**Task**
Can you reproduce word for word the rows beginning with the line that contains "Capability: given any image, detect where the light" and ending with the line that contains "[[258, 149, 282, 332]]", including both of those lines and nothing else?

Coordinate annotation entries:
◆ ◆ ◆ ◆ ◆ ◆ ◆

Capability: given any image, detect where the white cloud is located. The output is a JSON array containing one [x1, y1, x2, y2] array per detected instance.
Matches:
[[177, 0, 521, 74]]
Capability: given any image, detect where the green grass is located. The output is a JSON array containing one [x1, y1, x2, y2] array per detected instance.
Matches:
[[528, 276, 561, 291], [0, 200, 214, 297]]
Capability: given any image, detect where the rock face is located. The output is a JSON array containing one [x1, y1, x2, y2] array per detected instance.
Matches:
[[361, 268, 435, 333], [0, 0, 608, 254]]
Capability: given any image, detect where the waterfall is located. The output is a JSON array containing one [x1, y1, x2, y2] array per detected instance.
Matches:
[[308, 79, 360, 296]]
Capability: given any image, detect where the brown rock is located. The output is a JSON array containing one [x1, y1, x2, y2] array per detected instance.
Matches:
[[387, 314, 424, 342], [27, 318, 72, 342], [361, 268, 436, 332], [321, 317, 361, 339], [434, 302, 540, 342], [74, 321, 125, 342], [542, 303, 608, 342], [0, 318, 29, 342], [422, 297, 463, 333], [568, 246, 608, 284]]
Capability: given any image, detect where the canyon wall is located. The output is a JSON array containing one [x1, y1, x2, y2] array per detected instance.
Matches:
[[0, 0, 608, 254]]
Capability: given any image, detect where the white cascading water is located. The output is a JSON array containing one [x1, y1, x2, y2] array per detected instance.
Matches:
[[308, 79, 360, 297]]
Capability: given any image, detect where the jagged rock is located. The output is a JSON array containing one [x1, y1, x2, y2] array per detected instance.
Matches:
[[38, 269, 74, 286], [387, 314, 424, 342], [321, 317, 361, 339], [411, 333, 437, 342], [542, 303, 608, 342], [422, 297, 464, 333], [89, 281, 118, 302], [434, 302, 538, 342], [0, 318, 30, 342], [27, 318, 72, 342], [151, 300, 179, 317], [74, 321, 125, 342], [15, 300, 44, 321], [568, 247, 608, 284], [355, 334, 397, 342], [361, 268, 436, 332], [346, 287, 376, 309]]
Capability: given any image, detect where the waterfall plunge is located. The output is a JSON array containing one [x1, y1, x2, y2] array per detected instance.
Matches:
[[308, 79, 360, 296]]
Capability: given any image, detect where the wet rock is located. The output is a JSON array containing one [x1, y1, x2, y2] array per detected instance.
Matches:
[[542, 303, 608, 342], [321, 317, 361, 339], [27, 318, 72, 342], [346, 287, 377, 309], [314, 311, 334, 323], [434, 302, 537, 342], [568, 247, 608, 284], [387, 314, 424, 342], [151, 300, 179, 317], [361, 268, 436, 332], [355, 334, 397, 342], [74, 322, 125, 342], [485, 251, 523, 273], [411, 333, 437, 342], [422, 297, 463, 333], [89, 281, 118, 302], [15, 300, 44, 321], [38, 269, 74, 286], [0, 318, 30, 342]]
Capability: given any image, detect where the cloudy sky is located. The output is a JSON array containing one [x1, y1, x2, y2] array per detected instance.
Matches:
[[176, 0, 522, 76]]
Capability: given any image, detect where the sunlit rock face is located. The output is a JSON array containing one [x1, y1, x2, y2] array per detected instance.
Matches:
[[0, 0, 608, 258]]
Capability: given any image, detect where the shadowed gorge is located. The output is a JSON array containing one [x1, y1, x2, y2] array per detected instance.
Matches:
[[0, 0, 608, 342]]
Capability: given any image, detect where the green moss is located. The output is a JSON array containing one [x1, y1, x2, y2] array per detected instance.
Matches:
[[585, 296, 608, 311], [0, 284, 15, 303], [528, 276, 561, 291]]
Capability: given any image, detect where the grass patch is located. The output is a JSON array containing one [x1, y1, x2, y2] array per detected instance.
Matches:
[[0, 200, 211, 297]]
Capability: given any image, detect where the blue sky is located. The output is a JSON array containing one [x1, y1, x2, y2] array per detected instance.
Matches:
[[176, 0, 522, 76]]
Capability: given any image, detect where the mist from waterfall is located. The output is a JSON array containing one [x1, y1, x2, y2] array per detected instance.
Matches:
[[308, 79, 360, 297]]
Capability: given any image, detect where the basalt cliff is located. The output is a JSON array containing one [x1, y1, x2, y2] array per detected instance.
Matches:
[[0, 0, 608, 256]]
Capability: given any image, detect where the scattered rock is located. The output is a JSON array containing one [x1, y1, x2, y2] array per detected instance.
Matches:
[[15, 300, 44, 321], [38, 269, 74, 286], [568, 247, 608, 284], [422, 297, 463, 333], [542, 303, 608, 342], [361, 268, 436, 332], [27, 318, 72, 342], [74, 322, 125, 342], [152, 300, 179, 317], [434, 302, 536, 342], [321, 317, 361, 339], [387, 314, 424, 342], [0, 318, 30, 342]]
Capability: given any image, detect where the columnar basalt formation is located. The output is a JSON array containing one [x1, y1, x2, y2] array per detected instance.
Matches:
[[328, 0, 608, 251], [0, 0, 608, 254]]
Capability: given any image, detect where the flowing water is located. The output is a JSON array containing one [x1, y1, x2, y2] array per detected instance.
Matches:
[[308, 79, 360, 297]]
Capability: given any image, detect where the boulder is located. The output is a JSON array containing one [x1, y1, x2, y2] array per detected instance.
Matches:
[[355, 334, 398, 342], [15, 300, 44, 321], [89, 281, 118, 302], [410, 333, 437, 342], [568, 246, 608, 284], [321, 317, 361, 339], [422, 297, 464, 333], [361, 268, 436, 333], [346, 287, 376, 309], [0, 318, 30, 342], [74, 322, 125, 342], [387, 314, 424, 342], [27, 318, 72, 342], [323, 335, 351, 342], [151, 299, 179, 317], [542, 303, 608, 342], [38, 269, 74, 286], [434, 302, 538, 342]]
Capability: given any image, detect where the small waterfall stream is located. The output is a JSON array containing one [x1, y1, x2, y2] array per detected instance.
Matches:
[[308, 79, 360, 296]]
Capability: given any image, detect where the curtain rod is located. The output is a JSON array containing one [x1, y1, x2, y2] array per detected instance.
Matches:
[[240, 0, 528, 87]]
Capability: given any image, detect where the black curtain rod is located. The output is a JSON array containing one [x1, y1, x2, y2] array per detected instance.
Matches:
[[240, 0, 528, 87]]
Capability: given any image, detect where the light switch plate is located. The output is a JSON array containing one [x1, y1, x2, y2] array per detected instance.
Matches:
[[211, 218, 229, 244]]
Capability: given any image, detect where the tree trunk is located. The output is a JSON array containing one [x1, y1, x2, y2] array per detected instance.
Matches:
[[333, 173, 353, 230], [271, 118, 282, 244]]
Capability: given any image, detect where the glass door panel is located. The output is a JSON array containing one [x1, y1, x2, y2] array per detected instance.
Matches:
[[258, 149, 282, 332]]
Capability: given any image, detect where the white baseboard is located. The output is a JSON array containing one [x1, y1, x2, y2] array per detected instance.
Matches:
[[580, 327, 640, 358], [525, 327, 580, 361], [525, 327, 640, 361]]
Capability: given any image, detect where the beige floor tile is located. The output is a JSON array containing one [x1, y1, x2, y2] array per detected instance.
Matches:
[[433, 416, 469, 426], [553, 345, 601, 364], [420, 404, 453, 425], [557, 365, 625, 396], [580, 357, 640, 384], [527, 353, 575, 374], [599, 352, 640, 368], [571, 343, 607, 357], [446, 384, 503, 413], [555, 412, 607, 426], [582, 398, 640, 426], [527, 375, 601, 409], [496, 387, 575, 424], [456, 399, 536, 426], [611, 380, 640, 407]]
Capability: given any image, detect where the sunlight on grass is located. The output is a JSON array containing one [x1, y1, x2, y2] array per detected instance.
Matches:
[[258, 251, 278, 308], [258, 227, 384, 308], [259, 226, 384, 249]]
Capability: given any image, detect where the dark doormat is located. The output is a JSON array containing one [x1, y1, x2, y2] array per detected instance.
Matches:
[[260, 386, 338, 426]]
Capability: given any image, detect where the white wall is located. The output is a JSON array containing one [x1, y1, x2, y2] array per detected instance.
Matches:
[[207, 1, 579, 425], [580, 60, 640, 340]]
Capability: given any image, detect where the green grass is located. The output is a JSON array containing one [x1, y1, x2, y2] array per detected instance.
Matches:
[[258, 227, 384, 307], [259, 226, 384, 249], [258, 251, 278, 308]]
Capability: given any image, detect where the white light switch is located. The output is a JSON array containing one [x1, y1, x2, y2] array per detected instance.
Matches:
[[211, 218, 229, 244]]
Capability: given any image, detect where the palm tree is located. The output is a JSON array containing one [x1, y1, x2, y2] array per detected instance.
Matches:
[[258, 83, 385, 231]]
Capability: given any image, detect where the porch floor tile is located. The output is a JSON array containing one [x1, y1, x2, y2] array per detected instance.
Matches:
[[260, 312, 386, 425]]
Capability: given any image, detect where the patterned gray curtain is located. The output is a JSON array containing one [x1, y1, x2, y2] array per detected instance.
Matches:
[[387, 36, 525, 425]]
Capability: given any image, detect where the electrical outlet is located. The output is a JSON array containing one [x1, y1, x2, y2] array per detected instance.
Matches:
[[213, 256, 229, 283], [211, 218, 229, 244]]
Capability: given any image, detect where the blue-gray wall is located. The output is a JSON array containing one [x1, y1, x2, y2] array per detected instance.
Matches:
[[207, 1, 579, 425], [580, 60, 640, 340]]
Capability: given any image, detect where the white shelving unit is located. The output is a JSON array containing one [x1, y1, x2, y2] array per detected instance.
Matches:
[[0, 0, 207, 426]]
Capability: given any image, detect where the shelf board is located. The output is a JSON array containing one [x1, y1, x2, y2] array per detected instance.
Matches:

◆ ◆ ◆ ◆ ◆ ◆ ◆

**Problem solution**
Capability: given any image, detect where the light switch plate is located. The output is a JSON array containing one [x1, y1, x2, y2] array per detected instance.
Matches:
[[211, 218, 229, 244]]
Capability: given any image, detect where the tree trunk is located. The output is a JSON array containing one [x1, y1, x2, y2] array per detected instance.
Matches:
[[333, 173, 353, 230], [271, 118, 282, 244]]
Capability: given any image, detect where the glass door panel is located. The output is a JSON array containing one [x1, y1, x2, y2] array per detected instance.
Matches:
[[258, 149, 282, 332]]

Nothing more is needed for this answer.